TASK DETAILS:
Copy out exactly the lines from the one containing "If I wanted to draw a box around the rust-colored" to the last line of the records below, both included, and leave out any pictures.

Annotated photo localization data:
▶
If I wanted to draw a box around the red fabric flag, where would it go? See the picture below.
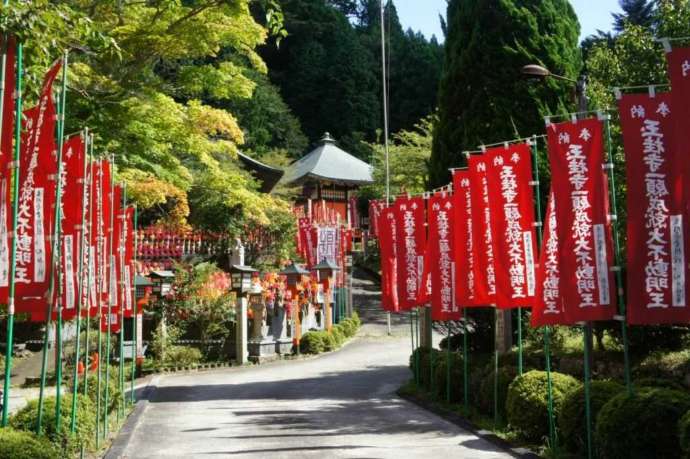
[532,192,567,326]
[619,92,690,324]
[666,47,690,211]
[394,196,426,310]
[122,207,135,318]
[15,60,61,316]
[468,155,497,305]
[428,192,460,321]
[59,135,86,320]
[547,118,617,322]
[452,171,478,306]
[0,37,15,304]
[378,206,399,312]
[109,185,122,313]
[486,144,538,309]
[101,308,120,334]
[369,199,385,238]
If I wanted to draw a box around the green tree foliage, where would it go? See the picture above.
[262,0,442,158]
[613,0,657,31]
[429,0,581,187]
[361,115,434,199]
[1,1,297,256]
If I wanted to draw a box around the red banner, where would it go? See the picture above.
[666,48,690,201]
[452,170,477,306]
[60,135,86,320]
[109,185,123,313]
[486,144,538,309]
[122,207,135,318]
[378,206,399,312]
[532,193,566,326]
[395,196,426,310]
[547,118,616,322]
[368,199,385,238]
[428,192,460,320]
[619,92,690,324]
[468,155,497,305]
[15,61,61,316]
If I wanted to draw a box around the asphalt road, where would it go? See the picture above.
[113,270,512,459]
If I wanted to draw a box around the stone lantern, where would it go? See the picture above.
[247,279,277,362]
[278,263,309,354]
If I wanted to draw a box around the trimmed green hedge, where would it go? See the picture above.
[506,370,581,441]
[10,394,96,456]
[595,387,690,459]
[432,351,465,403]
[679,410,690,458]
[478,365,517,419]
[559,380,624,454]
[0,427,59,459]
[299,316,361,355]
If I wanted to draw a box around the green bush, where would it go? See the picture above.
[595,387,690,459]
[322,332,338,351]
[409,347,444,389]
[635,350,690,385]
[679,410,690,457]
[0,427,59,459]
[165,346,202,366]
[635,377,685,391]
[300,331,327,354]
[10,394,96,456]
[337,319,357,337]
[75,367,123,414]
[559,380,625,454]
[350,311,361,328]
[432,351,465,403]
[477,365,517,419]
[506,370,581,442]
[331,326,346,346]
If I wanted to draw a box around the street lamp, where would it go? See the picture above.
[520,64,588,112]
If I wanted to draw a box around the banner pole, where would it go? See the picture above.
[462,308,469,413]
[70,129,90,433]
[1,37,21,428]
[414,308,420,386]
[583,324,593,459]
[601,112,631,392]
[104,154,115,436]
[445,323,451,403]
[95,157,103,446]
[409,310,414,378]
[37,50,69,434]
[517,307,523,375]
[130,205,138,405]
[493,309,499,428]
[429,320,434,393]
[530,135,556,449]
[118,183,127,421]
[83,134,94,399]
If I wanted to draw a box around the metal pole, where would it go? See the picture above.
[95,157,104,446]
[118,184,126,421]
[1,36,20,428]
[414,308,420,385]
[130,205,138,405]
[583,325,593,459]
[104,154,115,435]
[83,134,94,399]
[493,309,499,427]
[70,129,90,433]
[517,307,523,375]
[37,51,69,434]
[379,0,392,337]
[601,112,631,392]
[445,324,451,403]
[462,308,469,413]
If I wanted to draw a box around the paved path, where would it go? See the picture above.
[113,270,512,458]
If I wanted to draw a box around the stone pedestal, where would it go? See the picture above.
[235,297,248,364]
[248,299,277,363]
[272,306,293,354]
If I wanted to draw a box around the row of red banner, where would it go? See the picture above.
[0,47,135,332]
[374,46,690,327]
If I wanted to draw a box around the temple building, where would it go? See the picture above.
[283,132,374,225]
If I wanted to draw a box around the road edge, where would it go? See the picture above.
[397,391,540,459]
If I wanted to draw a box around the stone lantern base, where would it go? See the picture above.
[275,338,293,355]
[248,337,277,364]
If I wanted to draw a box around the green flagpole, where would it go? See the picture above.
[2,37,22,428]
[517,308,523,375]
[118,183,127,421]
[414,308,420,386]
[462,308,469,413]
[104,153,115,436]
[37,50,69,434]
[83,134,94,399]
[601,110,631,392]
[493,309,499,428]
[70,129,90,433]
[530,135,556,449]
[445,324,451,403]
[130,205,138,405]
[95,155,104,446]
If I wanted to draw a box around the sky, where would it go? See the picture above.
[395,0,624,42]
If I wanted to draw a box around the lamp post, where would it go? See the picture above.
[230,264,258,364]
[314,259,340,332]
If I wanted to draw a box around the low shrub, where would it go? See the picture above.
[338,319,357,337]
[595,387,690,459]
[165,345,202,366]
[559,380,625,454]
[0,427,59,459]
[76,367,123,414]
[679,410,690,457]
[331,326,346,346]
[635,377,685,391]
[506,370,581,442]
[432,351,465,403]
[635,349,690,384]
[409,347,444,389]
[322,332,338,351]
[300,331,327,354]
[350,311,362,329]
[10,394,96,456]
[477,365,518,419]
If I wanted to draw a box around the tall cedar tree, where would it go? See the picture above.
[613,0,657,31]
[429,0,581,187]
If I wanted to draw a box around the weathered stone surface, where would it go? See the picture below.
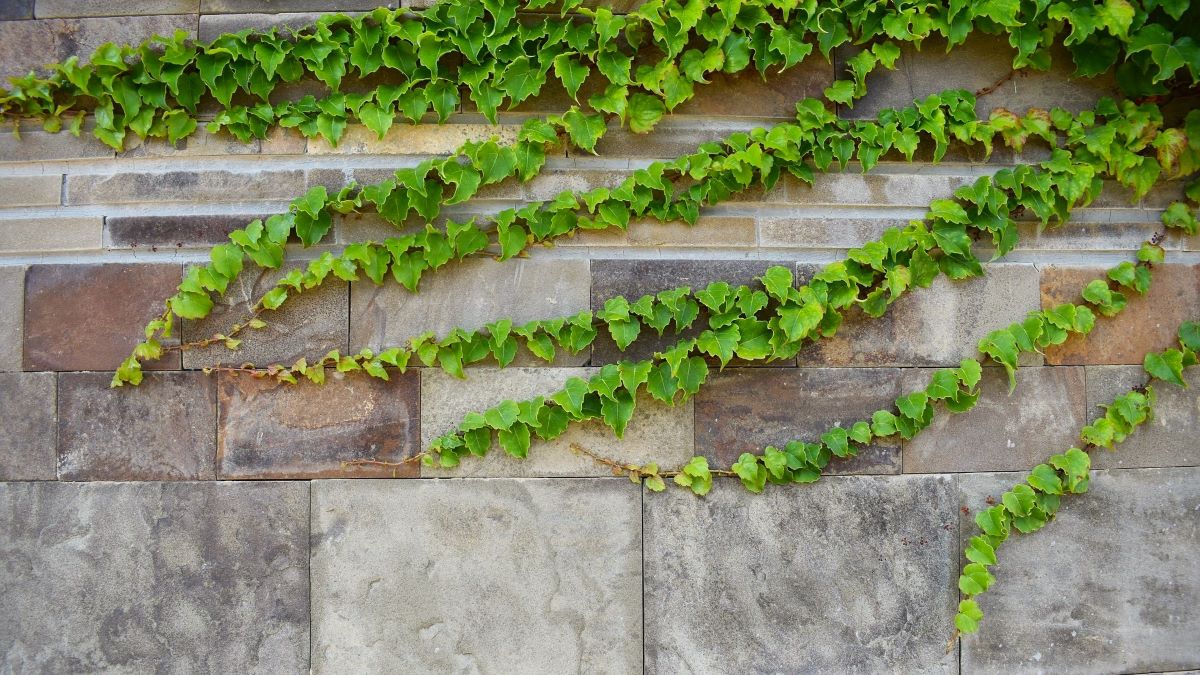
[847,34,1118,119]
[1041,264,1200,365]
[0,266,24,371]
[66,169,306,205]
[0,175,61,207]
[309,123,519,155]
[182,263,348,369]
[0,217,101,252]
[217,368,419,478]
[696,367,903,473]
[558,215,756,248]
[23,263,183,371]
[105,212,269,247]
[956,469,1200,674]
[523,167,633,202]
[57,371,217,480]
[0,480,308,673]
[760,215,905,249]
[350,257,590,353]
[788,171,973,207]
[421,367,693,477]
[0,0,33,19]
[0,122,113,161]
[118,126,260,157]
[198,11,327,41]
[310,478,642,673]
[0,372,56,480]
[201,0,387,13]
[1013,220,1169,252]
[674,54,833,118]
[1085,365,1200,469]
[0,15,196,81]
[800,263,1041,367]
[901,365,1087,473]
[644,475,959,673]
[35,0,199,18]
[590,258,794,363]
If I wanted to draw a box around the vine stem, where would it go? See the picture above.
[569,443,736,478]
[340,451,429,475]
[974,68,1022,98]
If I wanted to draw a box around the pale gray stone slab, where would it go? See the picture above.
[644,475,960,673]
[1085,366,1200,469]
[956,469,1200,674]
[310,478,642,674]
[0,266,23,372]
[421,367,694,477]
[0,481,309,673]
[0,372,56,480]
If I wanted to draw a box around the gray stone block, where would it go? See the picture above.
[1085,365,1200,469]
[0,266,23,371]
[0,122,114,162]
[0,480,309,673]
[198,11,328,41]
[310,478,642,674]
[35,0,199,18]
[0,15,196,81]
[421,367,693,477]
[0,0,33,19]
[0,175,61,207]
[0,217,102,253]
[788,171,974,207]
[65,170,307,205]
[956,469,1200,674]
[200,0,390,14]
[902,366,1087,473]
[759,216,904,249]
[644,475,959,673]
[0,372,56,480]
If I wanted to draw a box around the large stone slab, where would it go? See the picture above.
[0,266,23,371]
[58,371,217,480]
[902,366,1087,473]
[0,372,56,480]
[0,481,309,673]
[182,263,348,370]
[421,367,693,477]
[0,15,196,81]
[644,475,959,673]
[695,367,903,473]
[310,478,642,674]
[956,469,1200,674]
[23,263,183,371]
[1085,365,1200,469]
[217,368,420,478]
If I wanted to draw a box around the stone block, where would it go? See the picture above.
[35,0,199,17]
[788,171,973,207]
[1040,264,1200,365]
[695,367,903,473]
[0,217,101,252]
[310,478,642,674]
[198,11,327,41]
[673,53,834,119]
[182,263,348,370]
[23,263,183,371]
[558,215,756,248]
[644,475,959,673]
[0,480,308,673]
[217,368,420,478]
[1085,365,1200,469]
[0,0,33,19]
[0,122,113,162]
[0,266,25,371]
[1012,220,1169,252]
[522,168,633,202]
[901,365,1087,473]
[759,216,903,249]
[57,371,217,480]
[349,257,590,354]
[0,15,196,81]
[117,126,260,157]
[421,367,693,477]
[308,122,519,155]
[799,263,1041,367]
[0,175,61,207]
[104,212,269,248]
[0,372,56,480]
[65,169,306,205]
[956,469,1200,674]
[201,0,390,13]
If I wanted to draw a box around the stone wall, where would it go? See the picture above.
[1,3,1198,673]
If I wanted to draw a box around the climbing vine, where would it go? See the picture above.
[4,0,1199,650]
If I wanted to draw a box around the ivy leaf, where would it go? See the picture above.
[823,79,855,105]
[559,109,607,153]
[170,291,214,320]
[498,423,531,458]
[628,93,666,133]
[358,101,394,139]
[955,599,984,633]
[600,387,636,438]
[1179,321,1200,352]
[552,53,588,101]
[965,536,997,566]
[1144,349,1186,386]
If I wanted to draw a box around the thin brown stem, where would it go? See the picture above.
[975,68,1021,98]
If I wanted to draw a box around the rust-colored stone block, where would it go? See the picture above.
[104,213,271,248]
[217,368,421,478]
[58,371,217,480]
[23,263,182,371]
[1040,264,1200,365]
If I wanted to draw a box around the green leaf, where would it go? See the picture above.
[600,387,637,438]
[552,53,589,101]
[823,79,855,105]
[358,101,394,139]
[551,377,590,417]
[498,423,531,458]
[628,93,666,133]
[170,291,214,319]
[1144,349,1187,386]
[1178,321,1200,352]
[955,599,984,633]
[965,536,997,566]
[958,562,995,596]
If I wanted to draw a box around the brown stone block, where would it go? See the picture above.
[104,212,270,248]
[23,263,183,371]
[58,370,217,480]
[0,15,196,81]
[694,367,903,473]
[1040,264,1200,365]
[0,372,56,480]
[217,368,420,478]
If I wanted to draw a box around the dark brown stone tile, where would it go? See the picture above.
[0,0,34,20]
[58,371,217,480]
[105,213,269,248]
[217,368,420,478]
[1041,264,1200,365]
[23,263,182,371]
[0,15,196,81]
[694,367,902,473]
[0,372,56,480]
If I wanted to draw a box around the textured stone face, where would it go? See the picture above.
[0,481,309,673]
[217,369,420,478]
[0,15,196,81]
[199,0,384,13]
[310,478,642,674]
[902,366,1087,473]
[0,372,56,480]
[956,469,1200,674]
[23,263,183,371]
[66,170,307,205]
[0,0,33,20]
[644,475,960,673]
[421,367,694,477]
[0,266,23,372]
[560,215,757,248]
[0,122,113,161]
[0,176,61,208]
[0,217,102,253]
[105,213,270,248]
[58,371,217,480]
[696,366,903,473]
[35,0,199,17]
[1085,365,1200,469]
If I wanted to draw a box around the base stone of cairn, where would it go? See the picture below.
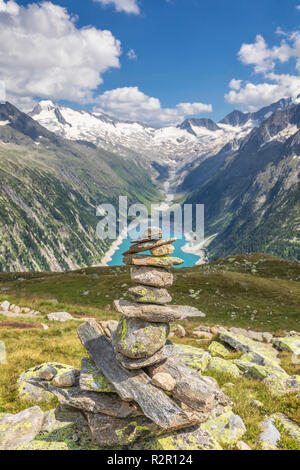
◀
ANSWER:
If I wanted to draw a box around the rust-colored stone block, where would it go? See the picture above.
[104,213,271,248]
[217,368,421,478]
[58,371,217,480]
[23,263,182,371]
[1040,264,1200,365]
If I wanted to draw a box around the green leaf, where would it go? See the picture above.
[600,387,637,438]
[552,53,589,101]
[823,79,855,105]
[358,101,394,139]
[551,377,590,417]
[498,423,531,458]
[628,93,666,133]
[170,291,214,319]
[1144,349,1187,386]
[1178,321,1200,352]
[955,599,984,633]
[965,536,997,566]
[958,562,995,596]
If I wanted to draw a box around the brown stone block, where would it go? See the picture above.
[104,212,270,248]
[23,263,183,371]
[58,370,217,480]
[0,15,196,81]
[694,367,903,473]
[1040,264,1200,365]
[0,372,56,480]
[217,368,420,478]
If I wanted to draw a box around the dark brown stone tile, where would it go? See the picture above.
[0,0,34,20]
[58,371,217,480]
[105,213,269,248]
[217,368,420,478]
[1041,264,1200,365]
[23,263,182,371]
[0,15,196,81]
[694,367,902,473]
[0,372,56,480]
If I wanted to draw a box around the textured stone face, where would it go? See the picture above.
[0,481,309,673]
[217,369,420,478]
[0,15,196,81]
[199,0,384,13]
[310,478,642,674]
[902,366,1087,473]
[0,372,56,480]
[956,469,1200,674]
[23,263,183,371]
[66,170,307,205]
[0,0,33,20]
[644,475,960,673]
[421,367,694,477]
[0,266,23,372]
[560,215,757,248]
[0,122,113,161]
[0,176,61,208]
[0,217,102,253]
[105,213,270,248]
[58,371,217,480]
[696,366,903,473]
[35,0,199,17]
[1085,365,1200,469]
If I wanted to draw a box around the base stone of cairn, where would it go? See the picture below.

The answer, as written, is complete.